--- start INPUT DATA ---

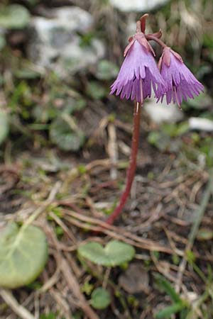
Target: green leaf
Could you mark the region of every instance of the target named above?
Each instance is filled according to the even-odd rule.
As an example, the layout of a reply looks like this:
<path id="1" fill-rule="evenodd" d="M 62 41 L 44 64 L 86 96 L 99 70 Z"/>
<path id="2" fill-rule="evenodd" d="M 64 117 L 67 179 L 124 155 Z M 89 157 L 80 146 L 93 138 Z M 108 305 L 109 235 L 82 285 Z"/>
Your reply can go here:
<path id="1" fill-rule="evenodd" d="M 50 126 L 50 138 L 62 150 L 77 151 L 84 144 L 84 135 L 77 127 L 73 118 L 66 116 L 72 118 L 72 123 L 61 118 L 57 118 Z"/>
<path id="2" fill-rule="evenodd" d="M 40 228 L 9 224 L 0 235 L 0 286 L 15 289 L 31 284 L 47 258 L 46 238 Z"/>
<path id="3" fill-rule="evenodd" d="M 185 308 L 186 308 L 186 305 L 184 303 L 174 303 L 173 305 L 168 306 L 158 311 L 158 313 L 155 314 L 155 318 L 156 319 L 170 318 L 171 315 L 181 311 Z"/>
<path id="4" fill-rule="evenodd" d="M 109 267 L 129 262 L 135 255 L 132 246 L 118 240 L 111 240 L 104 248 L 98 242 L 90 242 L 80 246 L 78 252 L 94 264 Z"/>
<path id="5" fill-rule="evenodd" d="M 111 298 L 107 290 L 97 288 L 92 291 L 90 303 L 95 309 L 105 309 L 111 303 Z"/>
<path id="6" fill-rule="evenodd" d="M 155 274 L 155 277 L 160 289 L 163 290 L 172 299 L 173 301 L 178 303 L 182 303 L 180 296 L 176 293 L 170 283 L 159 274 Z"/>
<path id="7" fill-rule="evenodd" d="M 8 116 L 0 110 L 0 145 L 8 135 L 9 130 Z"/>
<path id="8" fill-rule="evenodd" d="M 6 29 L 21 29 L 30 21 L 30 13 L 23 6 L 11 4 L 0 6 L 0 27 Z"/>

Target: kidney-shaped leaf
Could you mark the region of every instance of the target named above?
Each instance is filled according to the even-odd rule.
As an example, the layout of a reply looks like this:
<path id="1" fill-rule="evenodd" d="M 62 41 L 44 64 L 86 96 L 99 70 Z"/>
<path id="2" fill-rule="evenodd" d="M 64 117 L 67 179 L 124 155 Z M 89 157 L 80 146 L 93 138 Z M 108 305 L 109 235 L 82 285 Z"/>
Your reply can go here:
<path id="1" fill-rule="evenodd" d="M 105 309 L 111 303 L 111 298 L 107 290 L 99 287 L 92 293 L 90 303 L 95 309 Z"/>
<path id="2" fill-rule="evenodd" d="M 23 28 L 30 21 L 30 13 L 23 6 L 0 6 L 0 27 L 8 29 Z"/>
<path id="3" fill-rule="evenodd" d="M 47 257 L 46 238 L 40 228 L 8 225 L 0 235 L 0 286 L 15 289 L 31 283 Z"/>
<path id="4" fill-rule="evenodd" d="M 111 240 L 104 248 L 98 242 L 87 242 L 78 248 L 78 252 L 94 264 L 113 267 L 131 260 L 135 250 L 129 244 Z"/>

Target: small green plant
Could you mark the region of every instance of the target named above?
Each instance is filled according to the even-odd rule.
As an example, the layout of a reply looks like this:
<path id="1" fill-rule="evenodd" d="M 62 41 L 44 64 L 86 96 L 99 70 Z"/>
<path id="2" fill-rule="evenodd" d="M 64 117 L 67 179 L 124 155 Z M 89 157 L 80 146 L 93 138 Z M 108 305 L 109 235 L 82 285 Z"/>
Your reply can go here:
<path id="1" fill-rule="evenodd" d="M 0 235 L 0 286 L 15 289 L 31 284 L 47 258 L 47 241 L 40 228 L 9 224 Z"/>
<path id="2" fill-rule="evenodd" d="M 135 250 L 131 245 L 118 240 L 111 240 L 104 248 L 96 242 L 81 245 L 80 255 L 97 264 L 106 267 L 119 266 L 131 261 L 135 255 Z"/>
<path id="3" fill-rule="evenodd" d="M 180 318 L 183 318 L 182 313 L 181 313 L 184 312 L 184 313 L 185 313 L 185 311 L 188 308 L 188 303 L 180 298 L 171 286 L 170 283 L 163 276 L 159 274 L 155 274 L 155 279 L 159 289 L 165 292 L 170 297 L 173 304 L 159 310 L 155 313 L 155 318 L 156 319 L 167 319 L 170 318 L 173 314 L 178 313 L 180 313 Z"/>
<path id="4" fill-rule="evenodd" d="M 105 309 L 110 305 L 110 303 L 111 298 L 107 290 L 99 287 L 92 291 L 90 304 L 95 309 Z"/>

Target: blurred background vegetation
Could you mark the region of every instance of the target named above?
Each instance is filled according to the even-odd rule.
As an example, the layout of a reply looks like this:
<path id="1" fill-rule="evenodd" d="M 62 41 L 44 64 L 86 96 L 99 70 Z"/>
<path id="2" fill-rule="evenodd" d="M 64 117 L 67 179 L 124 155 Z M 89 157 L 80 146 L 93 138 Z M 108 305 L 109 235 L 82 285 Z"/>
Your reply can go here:
<path id="1" fill-rule="evenodd" d="M 146 12 L 147 33 L 161 28 L 205 91 L 182 111 L 146 101 L 122 232 L 97 239 L 105 245 L 119 234 L 125 241 L 124 230 L 137 235 L 131 242 L 136 260 L 106 269 L 75 250 L 94 220 L 113 211 L 124 186 L 133 106 L 109 96 L 109 86 L 136 21 Z M 38 206 L 46 210 L 38 224 L 50 247 L 48 266 L 14 293 L 36 319 L 85 318 L 70 293 L 70 274 L 58 267 L 58 247 L 100 318 L 213 318 L 213 207 L 202 201 L 213 166 L 212 17 L 212 0 L 1 1 L 0 227 L 25 220 Z M 160 48 L 155 50 L 158 59 Z M 58 201 L 47 203 L 55 185 Z M 1 299 L 1 315 L 19 318 Z"/>

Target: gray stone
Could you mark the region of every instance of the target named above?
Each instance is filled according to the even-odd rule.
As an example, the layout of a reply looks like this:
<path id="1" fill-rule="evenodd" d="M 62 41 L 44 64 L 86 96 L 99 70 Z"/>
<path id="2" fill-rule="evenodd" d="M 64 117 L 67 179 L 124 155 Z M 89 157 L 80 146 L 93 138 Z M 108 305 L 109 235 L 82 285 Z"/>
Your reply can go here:
<path id="1" fill-rule="evenodd" d="M 37 65 L 54 69 L 62 77 L 95 64 L 104 55 L 97 39 L 81 45 L 81 37 L 93 24 L 92 16 L 78 7 L 50 10 L 52 18 L 34 18 L 28 47 L 29 58 Z"/>
<path id="2" fill-rule="evenodd" d="M 168 0 L 109 0 L 121 11 L 148 12 L 168 2 Z"/>
<path id="3" fill-rule="evenodd" d="M 144 108 L 150 118 L 156 124 L 176 123 L 183 118 L 183 112 L 177 105 L 157 103 L 155 99 L 148 101 Z"/>
<path id="4" fill-rule="evenodd" d="M 190 118 L 189 119 L 189 127 L 190 130 L 213 132 L 213 121 L 208 118 Z"/>

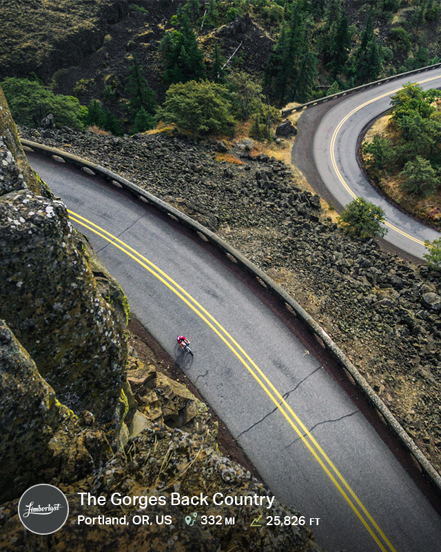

--- end INPUT DATA ---

§ WHAT IS NEEDED:
Count the lines above that contain the string "leaf", matching case exactly.

§ SOLUTION FOR THIS TASK:
2